Texte source:
Publié par Marie-Anne Chabin, 24 avril 2013
Il n’existe pas de définition légale des archives historiques
La loi française définit les archives comme « l’ensemble des documents, quels que soient leur date, leur lieu de conservation, leur forme et leur support, produits ou reçus par toute personne physique ou morale et par tout service ou organisme public ou privé dans l’exercice de leur activité » (code du patrimoine , article L211).
La loi ne définit pas les archives historiques mais laisse entendre ce qu’elles sont dans les derniers mots de l’alinéa qui suit la définition : « La conservation des archives est organisée dans l’intérêt public tant pour les besoins de la gestion et de la justification des droits des personnes physiques ou morales, publiques ou privées, que pour la documentation historique de la recherche ». On peut en déduire une définition des archives historiques liée à leur fonction, leur usage, à savoir servir de sources documentaires aux chercheurs. On serait tenté d’ajouter : « quand la recherche porte sur les choses du passé, récent ou ancien » mais ce serait réducteur car on peut tout à fait utiliser les archives historiques pour étudier le présent ou l’avenir (je dirais même que c’est recommandé…).
Par ailleurs, le code du patrimoine décrit plus précisément un des modes d’entrée dans les archives historiques. C’est le « classement parmi les archives historiques » par analogie avec le classement parmi les monuments historiques institué par Mérimée au XIXe siècle (article L212-15). Ce classement ne concerne toutefois que des archives privées dont l’autorité administrative estimerait a) qu’elles « présentent pour des raisons historiques un intérêt public », et b) que l’attitude de leur propriétaire les met en danger de destruction ou de sortie du territoire français.

Données fournies:
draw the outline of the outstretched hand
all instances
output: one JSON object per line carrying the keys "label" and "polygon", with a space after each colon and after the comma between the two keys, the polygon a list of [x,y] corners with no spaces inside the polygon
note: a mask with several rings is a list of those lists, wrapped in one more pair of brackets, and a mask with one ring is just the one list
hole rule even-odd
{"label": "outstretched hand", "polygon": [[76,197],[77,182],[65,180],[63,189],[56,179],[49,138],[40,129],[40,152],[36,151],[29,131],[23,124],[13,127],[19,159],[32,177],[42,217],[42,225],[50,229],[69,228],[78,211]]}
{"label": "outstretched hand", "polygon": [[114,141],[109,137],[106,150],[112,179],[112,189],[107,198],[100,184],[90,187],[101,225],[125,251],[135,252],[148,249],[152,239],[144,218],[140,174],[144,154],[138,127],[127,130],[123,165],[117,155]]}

Consignes:
(1) Les affirmations suivantes concordent-elles avec le texte source ? Répondez par oui ou par non pour chacune, en citant mot pour mot les termes décisifs du texte.
(a) La loi française donne une définition des archives historiques.
(b) Le classement parmi les archives historiques a été conçu par analogie avec celui des monuments historiques.
(c) Ce classement peut viser des archives publiques.
(2) D'après le texte source, que répondre à ces questions ?
(a) Quel article du code du patrimoine donne la définition des archives ?
(b) Selon la définition liée à leur fonction, à quoi servent les archives historiques ?
(c) Qui a institué le classement parmi les monuments historiques, et à quel siècle ?

Réponses:
(1)
(a) Non : « La loi ne définit pas les archives historiques »
(b) Oui : « par analogie avec le classement parmi les monuments historiques institué par Mérimée au XIXe siècle »
(c) Non : « Ce classement ne concerne toutefois que des archives privées »

(2)
(a) L'article L211.
(b) À servir de sources documentaires aux chercheurs.
(c) Mérimée, au XIXe siècle.